◆ Stated exercise 1
Identify every line in the records that contains the word "fender", and copy each of those lines.

◆ Passage shown
It's messy if I'm surfing the web while watching TV... which is my norm.

Well, not unless I want to crouch in a corner beside the TV.


----------



## groovetube (Jan 2, 2003)

just unplug it. 2 seconds.


----------



## Sonal (Oct 2, 2003)

groovetube said:


> just unplug it. 2 seconds.


But then the TV show stops, yes?

I watch TV and do stuff on the MBP simultaneously. (I arrange the windows carefully on my MBP to do this currently.)


----------



## groovetube (Jan 2, 2003)

oh.

well I'm outta ideas.


----------



## Sonal (Oct 2, 2003)

So does something that implements XBMC display any kind of streaming video content, or does it have to be in a particular format, or require some kind of a specialized app for it?

And if either of the latter, how do I know what it will support and what it will not?

I'm thinking that might be the best option for me, since a) I'm cheap and b) I'm very, very specific about what I want as a solution here. 

Boxee as a device is a bit more expensive than an ATV, so I think jailbreaking the thing and making my own might be a better solution for me... there are a few shows I watch that are way easier to watch online than to download it from somewhere (Top Chef Canada comes to mind, plus a bunch of stuff on Slice) so it looks like the streaming is the critical element here.


----------



## Paul82 (Sep 19, 2007)

I'm not sure how well the streaming will work via xbmc, I think there might be a way if you are willing to put in the effort, but that may only work for the desktop based versions and not the appletv version. I've played around with it, and got some stuff to stream... that said, the stumbling block for that on the ATV is that it generally requires either flash or silverlight plugins... neither of which are available on the Atv.


----------



## fjnmusic (Oct 29, 2006)

Sonal said:


> I don't even have an iTunes account.
> 
> Nor an iPhone, iPod Touch, or iPad... actually, nor an iPod. I got one as a gift, almost never used it, and gave it to my grandmother in India.
> 
> ...


Well that simplifies things then. 

It would seem that most of the things TV is good for are not the things you would really need it for, unless you jailbreak it. I have no advice on that issue, and since most of what I use it for (actually, we have two of them) revolves around the iTunes ecosystem, it works well for us.

I hear you about being wireless and not tied to your TV, which would be the main fault with the GoogleTV setup from what I can see. Apple just assumes that if you're going to surf the net, you'd probably prefer to do that on your portable device anyway rather than make your TV screen perform double or triple duty. Just a question of preferences, really, but to answer your original question, no I don't think TV is really made for you. It is not a bad price though, and maybe jailbroken you can get it to do what you want.


----------



## groovetube (Jan 2, 2003)

if only the googletv, and appletv would merge somehow.

◆ Dataset rows

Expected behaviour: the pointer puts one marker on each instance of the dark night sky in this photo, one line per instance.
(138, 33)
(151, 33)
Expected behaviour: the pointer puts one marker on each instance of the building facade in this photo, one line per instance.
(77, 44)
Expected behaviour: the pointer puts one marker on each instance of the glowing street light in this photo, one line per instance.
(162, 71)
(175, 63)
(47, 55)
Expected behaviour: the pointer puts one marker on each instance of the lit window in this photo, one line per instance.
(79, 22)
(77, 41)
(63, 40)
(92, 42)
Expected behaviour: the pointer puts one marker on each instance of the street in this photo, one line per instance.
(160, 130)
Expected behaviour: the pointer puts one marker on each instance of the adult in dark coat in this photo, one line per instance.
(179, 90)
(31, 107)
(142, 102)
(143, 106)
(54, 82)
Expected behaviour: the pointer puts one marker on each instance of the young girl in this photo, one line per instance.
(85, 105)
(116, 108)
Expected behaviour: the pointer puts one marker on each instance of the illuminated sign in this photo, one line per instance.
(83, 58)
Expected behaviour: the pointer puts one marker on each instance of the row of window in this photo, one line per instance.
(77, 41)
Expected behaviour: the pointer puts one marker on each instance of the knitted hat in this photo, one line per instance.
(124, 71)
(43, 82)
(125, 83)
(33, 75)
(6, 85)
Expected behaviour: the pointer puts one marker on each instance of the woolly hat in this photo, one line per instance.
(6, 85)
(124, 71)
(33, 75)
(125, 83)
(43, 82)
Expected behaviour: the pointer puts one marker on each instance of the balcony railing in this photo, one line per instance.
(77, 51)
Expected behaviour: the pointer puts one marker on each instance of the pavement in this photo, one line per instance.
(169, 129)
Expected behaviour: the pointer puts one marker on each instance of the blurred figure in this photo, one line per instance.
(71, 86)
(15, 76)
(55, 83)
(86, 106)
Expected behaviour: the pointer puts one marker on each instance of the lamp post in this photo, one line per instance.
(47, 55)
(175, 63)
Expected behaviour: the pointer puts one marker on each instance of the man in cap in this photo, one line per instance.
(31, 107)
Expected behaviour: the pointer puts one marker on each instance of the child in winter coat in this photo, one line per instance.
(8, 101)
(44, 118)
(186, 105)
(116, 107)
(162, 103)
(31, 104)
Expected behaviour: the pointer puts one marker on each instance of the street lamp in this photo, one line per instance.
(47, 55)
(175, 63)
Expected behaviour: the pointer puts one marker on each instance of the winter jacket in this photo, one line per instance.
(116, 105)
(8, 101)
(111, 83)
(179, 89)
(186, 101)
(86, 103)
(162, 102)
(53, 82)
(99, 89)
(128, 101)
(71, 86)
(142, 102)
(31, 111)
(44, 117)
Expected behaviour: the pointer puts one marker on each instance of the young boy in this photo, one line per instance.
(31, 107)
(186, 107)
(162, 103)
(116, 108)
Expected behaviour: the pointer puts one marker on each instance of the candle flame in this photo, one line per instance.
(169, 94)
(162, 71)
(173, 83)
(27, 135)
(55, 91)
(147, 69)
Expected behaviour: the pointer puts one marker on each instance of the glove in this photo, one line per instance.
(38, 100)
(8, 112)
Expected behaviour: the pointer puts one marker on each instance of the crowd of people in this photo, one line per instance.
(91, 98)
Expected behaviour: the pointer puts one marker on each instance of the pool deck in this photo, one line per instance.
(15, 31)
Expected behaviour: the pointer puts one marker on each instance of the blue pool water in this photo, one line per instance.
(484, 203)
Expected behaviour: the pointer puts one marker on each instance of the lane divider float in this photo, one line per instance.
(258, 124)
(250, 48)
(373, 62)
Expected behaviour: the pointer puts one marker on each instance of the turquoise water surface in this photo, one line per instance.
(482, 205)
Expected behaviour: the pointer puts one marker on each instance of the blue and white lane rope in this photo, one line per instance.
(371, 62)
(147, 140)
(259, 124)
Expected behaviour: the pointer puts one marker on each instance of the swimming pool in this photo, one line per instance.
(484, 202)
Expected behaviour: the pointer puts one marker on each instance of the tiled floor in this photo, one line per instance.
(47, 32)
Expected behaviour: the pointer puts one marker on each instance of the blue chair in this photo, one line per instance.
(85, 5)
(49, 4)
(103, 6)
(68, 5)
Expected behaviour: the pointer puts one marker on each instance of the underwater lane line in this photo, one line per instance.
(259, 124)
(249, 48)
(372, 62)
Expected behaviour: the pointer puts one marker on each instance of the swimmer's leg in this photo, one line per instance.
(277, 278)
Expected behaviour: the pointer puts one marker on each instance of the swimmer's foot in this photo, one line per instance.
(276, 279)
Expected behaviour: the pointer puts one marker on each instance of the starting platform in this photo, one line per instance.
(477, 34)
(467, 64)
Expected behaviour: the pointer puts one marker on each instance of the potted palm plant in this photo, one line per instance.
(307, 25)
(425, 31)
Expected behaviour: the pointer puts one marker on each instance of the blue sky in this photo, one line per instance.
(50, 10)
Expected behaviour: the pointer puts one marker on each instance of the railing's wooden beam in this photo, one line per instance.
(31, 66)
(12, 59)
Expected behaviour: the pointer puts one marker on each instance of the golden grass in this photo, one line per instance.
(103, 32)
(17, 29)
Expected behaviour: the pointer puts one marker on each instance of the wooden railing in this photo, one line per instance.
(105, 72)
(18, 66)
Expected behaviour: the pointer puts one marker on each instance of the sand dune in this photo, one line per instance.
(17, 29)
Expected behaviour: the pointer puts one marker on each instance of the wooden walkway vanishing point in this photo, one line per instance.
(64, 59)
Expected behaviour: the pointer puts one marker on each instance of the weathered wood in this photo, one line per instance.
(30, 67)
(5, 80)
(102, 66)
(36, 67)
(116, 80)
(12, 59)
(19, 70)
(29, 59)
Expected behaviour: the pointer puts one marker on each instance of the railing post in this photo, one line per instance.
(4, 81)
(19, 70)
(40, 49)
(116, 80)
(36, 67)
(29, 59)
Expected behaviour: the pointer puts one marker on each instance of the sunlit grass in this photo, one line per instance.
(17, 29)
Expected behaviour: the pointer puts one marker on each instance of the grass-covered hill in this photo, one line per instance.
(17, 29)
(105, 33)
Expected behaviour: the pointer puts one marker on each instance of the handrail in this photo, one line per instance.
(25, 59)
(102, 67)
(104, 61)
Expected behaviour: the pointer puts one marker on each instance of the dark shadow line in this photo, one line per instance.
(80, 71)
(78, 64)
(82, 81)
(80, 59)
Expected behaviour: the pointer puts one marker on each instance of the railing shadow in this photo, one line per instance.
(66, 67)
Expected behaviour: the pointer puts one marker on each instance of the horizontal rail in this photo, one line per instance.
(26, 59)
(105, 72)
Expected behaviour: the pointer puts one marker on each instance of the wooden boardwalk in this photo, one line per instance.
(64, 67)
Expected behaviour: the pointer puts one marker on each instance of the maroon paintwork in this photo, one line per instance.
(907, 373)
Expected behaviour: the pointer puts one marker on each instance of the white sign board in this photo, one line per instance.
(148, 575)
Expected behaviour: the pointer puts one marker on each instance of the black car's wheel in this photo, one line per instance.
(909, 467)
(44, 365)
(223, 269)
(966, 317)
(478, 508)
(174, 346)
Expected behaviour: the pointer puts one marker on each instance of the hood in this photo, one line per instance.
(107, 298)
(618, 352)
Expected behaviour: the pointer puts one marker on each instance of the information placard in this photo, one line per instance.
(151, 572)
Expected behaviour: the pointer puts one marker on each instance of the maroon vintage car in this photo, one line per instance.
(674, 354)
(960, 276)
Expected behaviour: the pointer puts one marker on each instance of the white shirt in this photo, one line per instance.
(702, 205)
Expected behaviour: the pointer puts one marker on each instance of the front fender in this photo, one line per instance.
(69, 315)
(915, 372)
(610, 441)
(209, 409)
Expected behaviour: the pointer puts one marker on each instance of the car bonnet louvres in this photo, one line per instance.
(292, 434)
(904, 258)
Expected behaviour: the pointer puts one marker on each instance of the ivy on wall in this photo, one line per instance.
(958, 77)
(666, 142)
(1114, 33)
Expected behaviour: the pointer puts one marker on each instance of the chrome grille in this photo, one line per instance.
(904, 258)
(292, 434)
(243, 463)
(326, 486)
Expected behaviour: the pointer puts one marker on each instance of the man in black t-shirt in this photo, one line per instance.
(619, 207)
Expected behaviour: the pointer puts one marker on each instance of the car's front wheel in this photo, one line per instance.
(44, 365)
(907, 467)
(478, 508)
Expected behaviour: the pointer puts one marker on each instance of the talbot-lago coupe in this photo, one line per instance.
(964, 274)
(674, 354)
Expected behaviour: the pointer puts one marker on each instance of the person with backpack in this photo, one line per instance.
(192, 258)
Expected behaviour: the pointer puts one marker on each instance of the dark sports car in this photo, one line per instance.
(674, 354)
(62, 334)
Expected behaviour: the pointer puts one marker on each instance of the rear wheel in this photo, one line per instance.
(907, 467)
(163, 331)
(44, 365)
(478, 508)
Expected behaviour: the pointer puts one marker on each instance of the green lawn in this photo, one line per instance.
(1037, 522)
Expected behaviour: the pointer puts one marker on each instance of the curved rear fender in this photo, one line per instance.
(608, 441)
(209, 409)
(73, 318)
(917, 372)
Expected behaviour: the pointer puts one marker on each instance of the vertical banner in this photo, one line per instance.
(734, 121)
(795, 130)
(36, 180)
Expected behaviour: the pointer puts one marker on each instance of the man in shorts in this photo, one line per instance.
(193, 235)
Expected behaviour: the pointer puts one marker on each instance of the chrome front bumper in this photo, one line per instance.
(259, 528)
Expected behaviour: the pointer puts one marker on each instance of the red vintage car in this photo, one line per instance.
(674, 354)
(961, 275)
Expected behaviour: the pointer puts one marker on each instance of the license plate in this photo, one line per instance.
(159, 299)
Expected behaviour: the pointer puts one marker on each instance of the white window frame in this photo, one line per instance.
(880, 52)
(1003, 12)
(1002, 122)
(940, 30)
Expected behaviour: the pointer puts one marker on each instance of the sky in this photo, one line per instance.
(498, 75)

◆ Stated exercise 2
Summarize the forum thread above in three sentences.

◆ Problem solution 1
Expected behaviour: the pointer puts one marker on each instance of the front fender in this photo, one line per instance.
Expected behaviour: the pointer puts one marker on each instance of the curved rear fender in this photo, one line per instance.

◆ Problem solution 2
Sonal watches TV and uses the MBP simultaneously, and the suggestion to unplug the device is rejected because the TV show would then stop. Because a Boxee device is a bit more expensive than an ATV, Sonal considers jailbreaking an ATV to run XBMC, since streaming shows online is the critical element. Paul82 replies that streaming on the ATV generally requires Flash or Silverlight plugins, neither of which is available on the ATV.